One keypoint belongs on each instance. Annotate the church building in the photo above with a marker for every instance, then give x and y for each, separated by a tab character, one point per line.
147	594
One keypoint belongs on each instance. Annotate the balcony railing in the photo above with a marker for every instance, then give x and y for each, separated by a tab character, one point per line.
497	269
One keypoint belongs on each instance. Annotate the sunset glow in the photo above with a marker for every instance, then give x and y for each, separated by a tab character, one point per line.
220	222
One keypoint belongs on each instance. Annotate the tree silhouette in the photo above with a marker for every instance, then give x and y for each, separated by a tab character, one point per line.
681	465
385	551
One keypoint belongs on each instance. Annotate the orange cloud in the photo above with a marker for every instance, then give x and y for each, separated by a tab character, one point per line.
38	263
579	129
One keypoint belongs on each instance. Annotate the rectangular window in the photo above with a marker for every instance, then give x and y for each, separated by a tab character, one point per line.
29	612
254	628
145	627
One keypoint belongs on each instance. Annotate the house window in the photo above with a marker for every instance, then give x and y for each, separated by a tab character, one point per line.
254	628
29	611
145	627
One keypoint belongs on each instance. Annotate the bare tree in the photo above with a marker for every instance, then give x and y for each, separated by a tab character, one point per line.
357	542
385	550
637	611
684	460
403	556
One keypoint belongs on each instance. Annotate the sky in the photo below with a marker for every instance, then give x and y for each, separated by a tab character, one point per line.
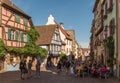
75	14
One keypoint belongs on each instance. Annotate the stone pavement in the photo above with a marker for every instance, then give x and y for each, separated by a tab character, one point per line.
50	76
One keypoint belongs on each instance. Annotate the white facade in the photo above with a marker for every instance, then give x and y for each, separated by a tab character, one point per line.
65	48
51	20
68	47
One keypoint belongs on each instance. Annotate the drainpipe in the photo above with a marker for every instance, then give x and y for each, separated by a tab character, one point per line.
117	32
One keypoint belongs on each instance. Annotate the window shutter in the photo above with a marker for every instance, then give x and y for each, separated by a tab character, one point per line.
28	38
9	34
109	5
16	36
17	19
25	22
21	35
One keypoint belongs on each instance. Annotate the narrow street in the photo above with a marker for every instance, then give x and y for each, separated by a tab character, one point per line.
50	76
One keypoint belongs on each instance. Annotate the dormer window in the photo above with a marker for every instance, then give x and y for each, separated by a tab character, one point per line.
25	22
105	11
109	5
17	18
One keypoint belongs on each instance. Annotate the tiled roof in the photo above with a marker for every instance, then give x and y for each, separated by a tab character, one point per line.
13	7
63	43
85	49
71	33
46	33
64	32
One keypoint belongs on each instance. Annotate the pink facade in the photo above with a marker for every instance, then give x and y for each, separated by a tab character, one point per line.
15	21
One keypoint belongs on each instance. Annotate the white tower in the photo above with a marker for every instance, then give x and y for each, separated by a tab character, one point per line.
51	20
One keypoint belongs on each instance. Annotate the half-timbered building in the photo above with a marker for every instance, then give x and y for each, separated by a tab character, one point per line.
14	24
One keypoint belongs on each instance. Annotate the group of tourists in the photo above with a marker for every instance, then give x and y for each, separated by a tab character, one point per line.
79	68
26	67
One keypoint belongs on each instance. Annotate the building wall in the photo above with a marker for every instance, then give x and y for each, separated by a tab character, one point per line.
112	15
9	22
118	36
10	28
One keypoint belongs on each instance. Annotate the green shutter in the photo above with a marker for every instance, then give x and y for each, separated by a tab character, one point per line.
17	19
16	36
28	38
25	22
21	36
9	34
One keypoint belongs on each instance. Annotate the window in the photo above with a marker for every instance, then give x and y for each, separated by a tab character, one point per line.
25	37
105	10
109	5
9	34
16	36
22	36
17	18
25	22
12	35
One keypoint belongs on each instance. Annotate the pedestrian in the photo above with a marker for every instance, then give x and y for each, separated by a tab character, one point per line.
29	68
21	67
59	66
67	65
38	69
25	69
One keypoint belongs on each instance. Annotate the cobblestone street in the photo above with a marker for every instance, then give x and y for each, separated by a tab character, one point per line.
51	77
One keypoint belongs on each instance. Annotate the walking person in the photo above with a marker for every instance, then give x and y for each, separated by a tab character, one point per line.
21	67
29	68
59	66
38	69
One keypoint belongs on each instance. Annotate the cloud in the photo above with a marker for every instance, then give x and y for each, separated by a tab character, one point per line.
84	44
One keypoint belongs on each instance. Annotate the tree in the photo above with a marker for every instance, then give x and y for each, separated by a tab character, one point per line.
31	47
2	48
63	57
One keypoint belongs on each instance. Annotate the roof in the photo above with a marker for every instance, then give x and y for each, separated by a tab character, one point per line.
46	33
71	33
12	6
85	49
95	5
63	43
65	32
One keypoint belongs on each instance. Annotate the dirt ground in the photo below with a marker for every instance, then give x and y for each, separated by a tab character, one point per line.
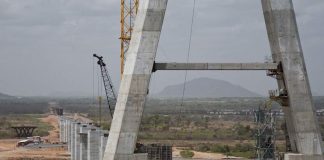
201	155
9	151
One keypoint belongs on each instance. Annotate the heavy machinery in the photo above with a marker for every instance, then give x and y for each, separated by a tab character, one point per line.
109	88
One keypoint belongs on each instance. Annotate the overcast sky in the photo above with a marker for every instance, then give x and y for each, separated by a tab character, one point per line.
46	46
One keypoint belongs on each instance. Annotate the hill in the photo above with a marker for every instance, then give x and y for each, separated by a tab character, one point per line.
205	88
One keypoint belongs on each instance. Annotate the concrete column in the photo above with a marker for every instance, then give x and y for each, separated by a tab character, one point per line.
73	124
103	143
84	141
135	81
68	133
77	141
62	128
286	49
292	156
94	144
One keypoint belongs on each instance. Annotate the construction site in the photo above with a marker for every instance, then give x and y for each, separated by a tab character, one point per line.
128	122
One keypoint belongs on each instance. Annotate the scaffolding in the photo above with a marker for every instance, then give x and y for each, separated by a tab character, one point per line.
265	132
155	151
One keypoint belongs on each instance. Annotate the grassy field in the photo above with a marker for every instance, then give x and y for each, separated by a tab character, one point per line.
8	121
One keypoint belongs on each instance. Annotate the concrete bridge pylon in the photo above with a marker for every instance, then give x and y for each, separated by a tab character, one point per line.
293	84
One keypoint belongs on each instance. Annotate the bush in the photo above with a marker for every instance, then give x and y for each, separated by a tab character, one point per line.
186	154
202	148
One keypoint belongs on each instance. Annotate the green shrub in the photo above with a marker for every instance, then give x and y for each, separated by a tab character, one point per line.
186	154
202	148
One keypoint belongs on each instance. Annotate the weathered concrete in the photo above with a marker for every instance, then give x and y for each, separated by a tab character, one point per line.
94	144
135	81
294	156
215	66
68	133
72	141
286	49
62	128
77	141
84	141
103	143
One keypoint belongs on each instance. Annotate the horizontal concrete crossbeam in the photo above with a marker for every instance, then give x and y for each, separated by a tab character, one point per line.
215	66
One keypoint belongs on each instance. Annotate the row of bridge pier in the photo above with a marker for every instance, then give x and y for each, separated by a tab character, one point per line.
85	141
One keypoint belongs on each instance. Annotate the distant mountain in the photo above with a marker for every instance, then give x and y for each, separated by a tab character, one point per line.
206	87
5	96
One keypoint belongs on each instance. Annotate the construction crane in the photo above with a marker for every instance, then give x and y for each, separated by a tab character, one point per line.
109	88
128	11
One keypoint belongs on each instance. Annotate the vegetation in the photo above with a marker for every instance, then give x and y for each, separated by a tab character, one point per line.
186	154
8	121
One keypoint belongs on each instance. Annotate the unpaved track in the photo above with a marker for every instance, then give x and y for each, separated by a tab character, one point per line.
8	151
53	134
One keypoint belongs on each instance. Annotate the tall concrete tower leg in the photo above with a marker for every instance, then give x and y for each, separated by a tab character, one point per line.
135	81
286	49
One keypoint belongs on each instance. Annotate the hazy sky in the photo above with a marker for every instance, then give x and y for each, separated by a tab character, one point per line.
46	46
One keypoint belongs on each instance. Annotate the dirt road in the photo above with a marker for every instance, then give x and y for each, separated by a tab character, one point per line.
9	151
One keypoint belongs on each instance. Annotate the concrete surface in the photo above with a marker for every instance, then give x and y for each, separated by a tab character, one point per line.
135	81
286	48
215	66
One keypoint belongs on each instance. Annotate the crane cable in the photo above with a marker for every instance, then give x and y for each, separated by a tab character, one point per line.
189	49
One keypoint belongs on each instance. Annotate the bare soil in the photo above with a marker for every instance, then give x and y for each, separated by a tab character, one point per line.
9	151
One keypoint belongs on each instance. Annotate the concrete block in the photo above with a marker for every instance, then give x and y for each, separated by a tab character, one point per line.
294	156
84	141
77	141
103	143
94	144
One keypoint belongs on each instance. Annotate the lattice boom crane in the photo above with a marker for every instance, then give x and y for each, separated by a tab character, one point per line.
109	88
128	11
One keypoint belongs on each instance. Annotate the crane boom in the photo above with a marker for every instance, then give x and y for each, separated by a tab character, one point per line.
109	88
128	12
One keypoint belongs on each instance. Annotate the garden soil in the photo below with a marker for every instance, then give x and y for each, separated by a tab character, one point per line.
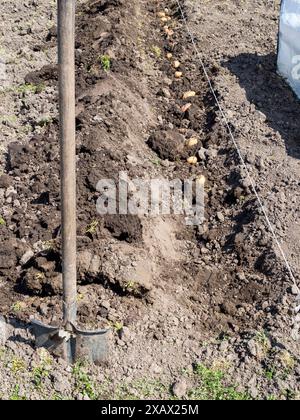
176	297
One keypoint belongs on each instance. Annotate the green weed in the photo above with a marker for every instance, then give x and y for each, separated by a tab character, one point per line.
212	387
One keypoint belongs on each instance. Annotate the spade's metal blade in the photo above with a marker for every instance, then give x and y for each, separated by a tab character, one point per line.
78	345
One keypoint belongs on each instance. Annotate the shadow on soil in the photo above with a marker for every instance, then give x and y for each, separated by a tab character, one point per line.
270	94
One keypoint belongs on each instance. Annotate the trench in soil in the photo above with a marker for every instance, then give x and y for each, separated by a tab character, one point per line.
130	119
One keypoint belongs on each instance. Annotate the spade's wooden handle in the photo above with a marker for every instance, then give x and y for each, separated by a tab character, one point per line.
66	60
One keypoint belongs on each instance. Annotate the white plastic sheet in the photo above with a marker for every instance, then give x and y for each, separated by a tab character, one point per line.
289	43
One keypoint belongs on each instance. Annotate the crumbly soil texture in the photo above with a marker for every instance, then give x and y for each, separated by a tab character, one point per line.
178	299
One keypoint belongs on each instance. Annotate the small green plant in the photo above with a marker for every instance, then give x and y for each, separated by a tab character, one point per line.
48	245
156	50
18	365
40	373
30	88
44	122
117	326
18	307
156	162
92	227
262	339
141	389
212	387
83	381
131	286
270	373
15	396
105	61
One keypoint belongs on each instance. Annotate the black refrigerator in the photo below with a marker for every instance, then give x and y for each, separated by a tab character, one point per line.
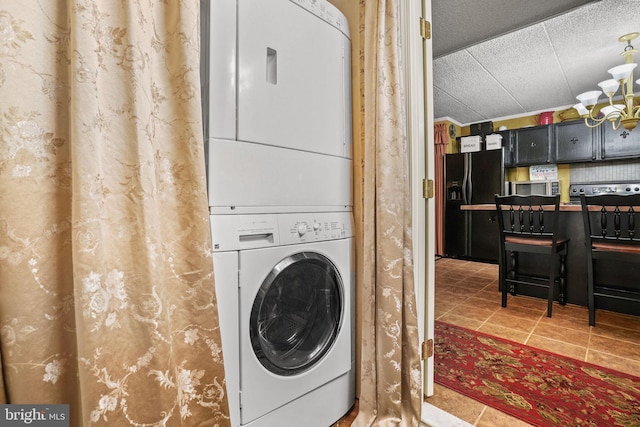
472	178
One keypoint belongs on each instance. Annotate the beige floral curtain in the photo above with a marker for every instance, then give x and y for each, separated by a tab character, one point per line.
106	289
390	372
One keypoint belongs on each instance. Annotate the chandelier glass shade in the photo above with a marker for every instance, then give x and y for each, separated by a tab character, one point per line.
625	112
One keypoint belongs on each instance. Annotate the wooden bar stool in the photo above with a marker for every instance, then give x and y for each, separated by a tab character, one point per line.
529	224
610	234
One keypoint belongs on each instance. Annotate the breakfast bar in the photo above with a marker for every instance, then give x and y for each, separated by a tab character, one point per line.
572	227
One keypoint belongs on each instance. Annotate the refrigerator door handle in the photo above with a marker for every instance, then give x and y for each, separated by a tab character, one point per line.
470	185
465	178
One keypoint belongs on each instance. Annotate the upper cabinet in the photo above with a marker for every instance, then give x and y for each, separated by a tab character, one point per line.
532	145
618	144
574	142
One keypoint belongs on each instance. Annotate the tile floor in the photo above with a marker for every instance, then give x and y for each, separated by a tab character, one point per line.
467	295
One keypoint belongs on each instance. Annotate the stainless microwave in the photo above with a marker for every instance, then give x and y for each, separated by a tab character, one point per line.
541	188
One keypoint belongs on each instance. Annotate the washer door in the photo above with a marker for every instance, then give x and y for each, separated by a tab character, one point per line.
297	313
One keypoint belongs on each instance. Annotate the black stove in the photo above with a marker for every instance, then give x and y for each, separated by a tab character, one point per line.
594	188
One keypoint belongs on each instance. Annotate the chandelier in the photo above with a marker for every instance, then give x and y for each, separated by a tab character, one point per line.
626	113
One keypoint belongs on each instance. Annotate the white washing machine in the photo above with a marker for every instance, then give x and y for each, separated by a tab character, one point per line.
285	289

◆ ◆ ◆ ◆ ◆

- TASK DESCRIPTION
Emit verbatim the lines running from the one with "One keypoint belongs on each instance. Annotate the black stove" through the last line of the data, both endpoints inclusive.

- COMPLETE OUTPUT
One keypoint belongs on each instance. Annotate the black stove in the photo above with a marker for every instance, then give x and y for each, separated by a tab character, one point per line.
594	188
One keypoint belongs on each instance. Annotate the chandelier in the photo above with a marker for every instance, then give x and y for each, separated by a tab character, one point per line.
626	113
One keypoint belongs on each instance. Annotate the white washing machine in the photo above with a marker for every instance, then give x and y for each, separated by a tab character, one point per line.
285	289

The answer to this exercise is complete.